[What you should do]: Show every line of the records that contains the word "tree".

======== Data for this exercise

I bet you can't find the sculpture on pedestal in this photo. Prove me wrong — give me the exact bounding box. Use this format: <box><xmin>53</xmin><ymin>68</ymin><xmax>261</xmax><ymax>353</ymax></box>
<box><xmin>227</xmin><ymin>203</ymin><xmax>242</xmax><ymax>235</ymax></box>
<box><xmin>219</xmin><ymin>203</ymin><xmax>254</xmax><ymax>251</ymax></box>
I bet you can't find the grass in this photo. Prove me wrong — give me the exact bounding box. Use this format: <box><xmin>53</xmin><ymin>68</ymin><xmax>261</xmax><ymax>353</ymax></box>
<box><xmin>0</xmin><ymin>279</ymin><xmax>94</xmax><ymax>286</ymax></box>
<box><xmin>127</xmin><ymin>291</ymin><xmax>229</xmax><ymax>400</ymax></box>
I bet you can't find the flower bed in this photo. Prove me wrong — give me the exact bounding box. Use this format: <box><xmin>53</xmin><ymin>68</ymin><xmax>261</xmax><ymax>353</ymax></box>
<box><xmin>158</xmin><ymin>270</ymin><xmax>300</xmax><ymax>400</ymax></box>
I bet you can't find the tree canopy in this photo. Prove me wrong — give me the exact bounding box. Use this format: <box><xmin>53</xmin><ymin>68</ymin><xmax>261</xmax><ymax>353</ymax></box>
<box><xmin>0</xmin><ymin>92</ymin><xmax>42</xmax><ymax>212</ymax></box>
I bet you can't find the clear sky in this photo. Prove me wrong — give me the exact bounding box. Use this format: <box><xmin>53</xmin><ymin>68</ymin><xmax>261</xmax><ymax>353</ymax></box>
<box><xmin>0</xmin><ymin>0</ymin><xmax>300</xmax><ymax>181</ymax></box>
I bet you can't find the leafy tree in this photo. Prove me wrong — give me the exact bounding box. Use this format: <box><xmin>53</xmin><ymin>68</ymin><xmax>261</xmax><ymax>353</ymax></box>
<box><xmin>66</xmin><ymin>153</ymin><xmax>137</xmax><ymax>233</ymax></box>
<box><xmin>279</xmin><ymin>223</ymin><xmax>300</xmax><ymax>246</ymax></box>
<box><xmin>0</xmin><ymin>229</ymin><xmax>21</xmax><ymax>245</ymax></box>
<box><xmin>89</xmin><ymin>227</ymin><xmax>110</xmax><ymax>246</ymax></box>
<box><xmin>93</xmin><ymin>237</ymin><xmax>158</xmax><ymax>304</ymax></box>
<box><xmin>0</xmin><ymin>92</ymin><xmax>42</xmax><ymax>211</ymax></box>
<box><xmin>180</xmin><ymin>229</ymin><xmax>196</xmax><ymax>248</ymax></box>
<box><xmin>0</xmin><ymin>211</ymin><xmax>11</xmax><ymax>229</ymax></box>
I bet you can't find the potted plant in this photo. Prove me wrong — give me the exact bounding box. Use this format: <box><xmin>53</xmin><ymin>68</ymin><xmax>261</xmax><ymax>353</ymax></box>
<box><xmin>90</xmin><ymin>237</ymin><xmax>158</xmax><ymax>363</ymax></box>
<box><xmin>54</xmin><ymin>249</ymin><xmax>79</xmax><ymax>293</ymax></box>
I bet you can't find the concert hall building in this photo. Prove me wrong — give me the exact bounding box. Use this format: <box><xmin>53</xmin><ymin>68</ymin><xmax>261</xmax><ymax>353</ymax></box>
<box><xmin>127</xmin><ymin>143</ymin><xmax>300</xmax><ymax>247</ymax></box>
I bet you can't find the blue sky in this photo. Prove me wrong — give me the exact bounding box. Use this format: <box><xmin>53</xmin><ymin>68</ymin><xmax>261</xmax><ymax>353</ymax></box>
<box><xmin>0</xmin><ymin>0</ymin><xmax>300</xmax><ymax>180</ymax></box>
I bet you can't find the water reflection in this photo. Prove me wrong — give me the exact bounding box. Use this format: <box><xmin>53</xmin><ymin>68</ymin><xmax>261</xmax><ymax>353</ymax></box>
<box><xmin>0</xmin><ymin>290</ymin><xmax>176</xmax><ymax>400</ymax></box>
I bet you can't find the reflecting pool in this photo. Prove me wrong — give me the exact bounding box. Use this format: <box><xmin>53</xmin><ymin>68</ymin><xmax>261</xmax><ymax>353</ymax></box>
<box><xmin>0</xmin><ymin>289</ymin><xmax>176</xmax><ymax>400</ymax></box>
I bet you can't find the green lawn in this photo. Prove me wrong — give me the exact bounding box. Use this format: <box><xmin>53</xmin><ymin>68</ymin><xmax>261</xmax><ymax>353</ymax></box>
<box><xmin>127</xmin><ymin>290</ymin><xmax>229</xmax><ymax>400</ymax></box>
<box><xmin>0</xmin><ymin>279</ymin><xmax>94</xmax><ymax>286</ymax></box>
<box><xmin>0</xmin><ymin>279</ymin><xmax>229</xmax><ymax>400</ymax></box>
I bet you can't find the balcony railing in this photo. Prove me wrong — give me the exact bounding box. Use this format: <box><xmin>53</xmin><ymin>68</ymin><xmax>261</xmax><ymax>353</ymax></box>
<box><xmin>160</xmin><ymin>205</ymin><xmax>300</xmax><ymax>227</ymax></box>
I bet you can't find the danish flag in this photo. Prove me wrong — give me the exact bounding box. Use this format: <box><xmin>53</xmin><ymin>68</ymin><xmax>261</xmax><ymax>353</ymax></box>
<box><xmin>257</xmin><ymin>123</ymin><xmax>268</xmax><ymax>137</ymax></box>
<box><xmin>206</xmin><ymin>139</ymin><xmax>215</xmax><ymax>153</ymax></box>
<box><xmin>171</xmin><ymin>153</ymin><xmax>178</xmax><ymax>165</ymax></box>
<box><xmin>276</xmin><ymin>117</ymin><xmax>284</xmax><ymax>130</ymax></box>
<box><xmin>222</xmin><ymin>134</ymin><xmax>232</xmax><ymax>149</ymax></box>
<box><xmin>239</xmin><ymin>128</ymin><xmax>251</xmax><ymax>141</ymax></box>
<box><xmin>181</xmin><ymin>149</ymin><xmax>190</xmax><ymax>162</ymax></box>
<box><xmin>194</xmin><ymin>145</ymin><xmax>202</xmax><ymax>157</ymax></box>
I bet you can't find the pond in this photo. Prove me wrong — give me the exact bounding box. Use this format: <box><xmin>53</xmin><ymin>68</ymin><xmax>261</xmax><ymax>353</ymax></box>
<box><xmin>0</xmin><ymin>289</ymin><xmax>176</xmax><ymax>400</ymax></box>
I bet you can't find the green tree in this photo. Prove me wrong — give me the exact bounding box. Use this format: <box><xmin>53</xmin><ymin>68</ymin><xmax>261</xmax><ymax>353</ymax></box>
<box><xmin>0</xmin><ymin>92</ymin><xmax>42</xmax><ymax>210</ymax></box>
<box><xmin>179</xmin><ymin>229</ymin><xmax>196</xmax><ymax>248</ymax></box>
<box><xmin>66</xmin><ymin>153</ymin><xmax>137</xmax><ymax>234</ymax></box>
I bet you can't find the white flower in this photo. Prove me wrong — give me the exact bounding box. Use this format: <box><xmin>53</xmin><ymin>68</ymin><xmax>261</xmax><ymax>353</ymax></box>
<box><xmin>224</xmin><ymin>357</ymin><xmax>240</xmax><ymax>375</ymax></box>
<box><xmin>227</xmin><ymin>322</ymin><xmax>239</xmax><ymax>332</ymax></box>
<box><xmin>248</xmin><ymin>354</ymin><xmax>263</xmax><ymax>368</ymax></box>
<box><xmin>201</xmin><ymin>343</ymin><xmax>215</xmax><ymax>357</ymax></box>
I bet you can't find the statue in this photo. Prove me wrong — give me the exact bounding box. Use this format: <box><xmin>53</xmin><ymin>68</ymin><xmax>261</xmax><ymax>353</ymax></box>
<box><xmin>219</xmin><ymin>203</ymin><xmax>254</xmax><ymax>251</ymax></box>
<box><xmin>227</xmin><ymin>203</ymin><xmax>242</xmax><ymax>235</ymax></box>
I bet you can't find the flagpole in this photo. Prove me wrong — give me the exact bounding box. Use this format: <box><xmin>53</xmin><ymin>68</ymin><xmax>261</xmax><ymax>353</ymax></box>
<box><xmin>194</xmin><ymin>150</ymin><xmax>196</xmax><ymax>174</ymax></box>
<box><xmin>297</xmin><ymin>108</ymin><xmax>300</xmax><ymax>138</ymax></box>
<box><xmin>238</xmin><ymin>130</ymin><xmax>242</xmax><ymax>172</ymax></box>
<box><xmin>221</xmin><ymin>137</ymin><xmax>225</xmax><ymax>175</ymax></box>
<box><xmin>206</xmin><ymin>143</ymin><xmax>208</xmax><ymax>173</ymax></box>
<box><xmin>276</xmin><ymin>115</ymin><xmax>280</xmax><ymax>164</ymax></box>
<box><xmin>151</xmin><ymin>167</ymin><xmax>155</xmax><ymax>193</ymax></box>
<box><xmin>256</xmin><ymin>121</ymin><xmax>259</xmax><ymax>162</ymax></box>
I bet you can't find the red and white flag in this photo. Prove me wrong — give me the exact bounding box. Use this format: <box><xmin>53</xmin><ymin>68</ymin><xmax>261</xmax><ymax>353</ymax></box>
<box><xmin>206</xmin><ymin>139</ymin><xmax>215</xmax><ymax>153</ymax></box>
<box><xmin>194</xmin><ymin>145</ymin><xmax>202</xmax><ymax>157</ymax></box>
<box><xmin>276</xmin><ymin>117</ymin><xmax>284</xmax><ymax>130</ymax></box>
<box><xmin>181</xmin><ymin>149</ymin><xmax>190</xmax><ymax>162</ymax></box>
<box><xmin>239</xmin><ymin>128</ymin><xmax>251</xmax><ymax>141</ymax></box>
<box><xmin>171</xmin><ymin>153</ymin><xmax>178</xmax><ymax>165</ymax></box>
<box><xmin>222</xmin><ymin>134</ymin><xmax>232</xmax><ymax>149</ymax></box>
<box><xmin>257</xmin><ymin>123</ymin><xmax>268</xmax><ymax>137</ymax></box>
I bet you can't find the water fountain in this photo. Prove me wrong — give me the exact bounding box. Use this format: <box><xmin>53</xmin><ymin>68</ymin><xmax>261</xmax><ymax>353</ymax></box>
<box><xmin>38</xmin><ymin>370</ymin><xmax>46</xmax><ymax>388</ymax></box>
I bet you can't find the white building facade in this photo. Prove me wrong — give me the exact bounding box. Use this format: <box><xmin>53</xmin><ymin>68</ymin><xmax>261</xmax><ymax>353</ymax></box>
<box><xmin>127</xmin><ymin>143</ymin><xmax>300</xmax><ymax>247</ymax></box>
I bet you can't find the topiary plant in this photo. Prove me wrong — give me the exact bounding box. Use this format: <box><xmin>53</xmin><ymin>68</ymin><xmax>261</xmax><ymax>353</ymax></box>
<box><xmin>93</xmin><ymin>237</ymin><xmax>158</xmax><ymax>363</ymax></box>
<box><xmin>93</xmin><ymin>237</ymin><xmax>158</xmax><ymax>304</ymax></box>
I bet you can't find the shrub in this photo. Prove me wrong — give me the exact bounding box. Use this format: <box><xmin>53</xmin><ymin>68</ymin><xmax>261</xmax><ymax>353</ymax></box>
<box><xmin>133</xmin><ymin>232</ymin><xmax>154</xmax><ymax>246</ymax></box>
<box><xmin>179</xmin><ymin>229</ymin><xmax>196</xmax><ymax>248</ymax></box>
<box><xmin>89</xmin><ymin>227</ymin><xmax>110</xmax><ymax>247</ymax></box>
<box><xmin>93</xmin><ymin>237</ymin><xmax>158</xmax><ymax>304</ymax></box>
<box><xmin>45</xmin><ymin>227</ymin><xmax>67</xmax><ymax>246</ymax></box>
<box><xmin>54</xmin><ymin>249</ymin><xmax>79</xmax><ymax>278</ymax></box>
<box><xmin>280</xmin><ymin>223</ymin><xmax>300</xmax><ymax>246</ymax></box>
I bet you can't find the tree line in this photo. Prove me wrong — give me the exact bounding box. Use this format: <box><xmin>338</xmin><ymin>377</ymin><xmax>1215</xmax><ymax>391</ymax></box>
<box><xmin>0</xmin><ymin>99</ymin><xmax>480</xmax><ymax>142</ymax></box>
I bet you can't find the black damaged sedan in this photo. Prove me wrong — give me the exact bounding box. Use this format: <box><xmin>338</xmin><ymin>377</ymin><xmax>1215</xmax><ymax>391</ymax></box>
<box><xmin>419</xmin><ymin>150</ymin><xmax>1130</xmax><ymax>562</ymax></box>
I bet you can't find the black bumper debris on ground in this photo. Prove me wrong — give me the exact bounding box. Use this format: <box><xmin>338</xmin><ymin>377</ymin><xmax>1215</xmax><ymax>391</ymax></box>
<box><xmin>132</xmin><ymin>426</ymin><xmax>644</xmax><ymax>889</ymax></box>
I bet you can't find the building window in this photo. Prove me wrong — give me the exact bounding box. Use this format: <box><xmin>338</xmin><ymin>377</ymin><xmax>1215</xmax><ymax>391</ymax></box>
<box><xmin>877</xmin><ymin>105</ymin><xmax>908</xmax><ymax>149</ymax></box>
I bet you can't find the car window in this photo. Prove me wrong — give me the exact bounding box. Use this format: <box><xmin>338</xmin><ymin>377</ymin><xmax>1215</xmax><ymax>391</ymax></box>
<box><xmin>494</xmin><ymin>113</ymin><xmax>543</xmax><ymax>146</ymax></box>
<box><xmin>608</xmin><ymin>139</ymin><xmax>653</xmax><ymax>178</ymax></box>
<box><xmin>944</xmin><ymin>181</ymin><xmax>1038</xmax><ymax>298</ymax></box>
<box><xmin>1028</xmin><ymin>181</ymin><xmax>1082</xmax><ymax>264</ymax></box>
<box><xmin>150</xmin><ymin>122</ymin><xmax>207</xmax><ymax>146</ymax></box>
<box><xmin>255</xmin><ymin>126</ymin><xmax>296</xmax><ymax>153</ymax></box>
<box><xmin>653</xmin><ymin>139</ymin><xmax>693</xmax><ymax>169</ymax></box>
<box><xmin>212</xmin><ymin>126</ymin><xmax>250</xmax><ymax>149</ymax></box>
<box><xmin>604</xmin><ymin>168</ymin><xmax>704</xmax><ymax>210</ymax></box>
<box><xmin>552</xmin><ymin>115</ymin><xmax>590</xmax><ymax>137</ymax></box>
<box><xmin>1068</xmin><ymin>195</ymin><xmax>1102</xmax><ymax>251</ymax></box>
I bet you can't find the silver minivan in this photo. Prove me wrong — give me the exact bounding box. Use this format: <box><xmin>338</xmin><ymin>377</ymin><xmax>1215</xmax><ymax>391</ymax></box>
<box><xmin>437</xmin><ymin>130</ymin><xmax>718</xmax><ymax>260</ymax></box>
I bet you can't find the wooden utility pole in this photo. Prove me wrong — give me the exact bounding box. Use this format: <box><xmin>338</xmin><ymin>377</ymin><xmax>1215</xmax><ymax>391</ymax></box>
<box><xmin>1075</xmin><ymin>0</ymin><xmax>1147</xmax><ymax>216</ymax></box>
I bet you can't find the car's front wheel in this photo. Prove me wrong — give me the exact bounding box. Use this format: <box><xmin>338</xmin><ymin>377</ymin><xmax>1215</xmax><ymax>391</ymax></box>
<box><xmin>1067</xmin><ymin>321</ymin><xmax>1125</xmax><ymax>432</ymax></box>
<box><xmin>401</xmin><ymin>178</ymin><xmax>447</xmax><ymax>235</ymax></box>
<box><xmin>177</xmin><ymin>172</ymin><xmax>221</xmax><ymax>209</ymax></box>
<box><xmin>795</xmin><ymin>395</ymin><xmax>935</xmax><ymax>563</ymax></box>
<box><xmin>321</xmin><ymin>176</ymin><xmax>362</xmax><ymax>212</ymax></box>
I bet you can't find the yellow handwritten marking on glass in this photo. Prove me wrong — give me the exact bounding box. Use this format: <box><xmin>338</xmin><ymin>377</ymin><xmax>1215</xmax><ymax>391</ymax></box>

================

[Output for this exercise]:
I bet you can't find the tree canopy in this photo. Prove me wrong — give me the exact bounding box. Use this format: <box><xmin>53</xmin><ymin>68</ymin><xmax>261</xmax><ymax>353</ymax></box>
I bet you can't find the leafy tree in this photo. Prove me wrong — give me the exact bounding box. Use this format: <box><xmin>53</xmin><ymin>68</ymin><xmax>261</xmax><ymax>353</ymax></box>
I bet you can't find the green tree in this photo. Prove me wrong — give me the exact bounding box. Use this format: <box><xmin>53</xmin><ymin>68</ymin><xmax>261</xmax><ymax>353</ymax></box>
I bet you can't find the tree line in this photo. Prove me wrong — give me the exact bounding box. Use this format: <box><xmin>338</xmin><ymin>377</ymin><xmax>1215</xmax><ymax>391</ymax></box>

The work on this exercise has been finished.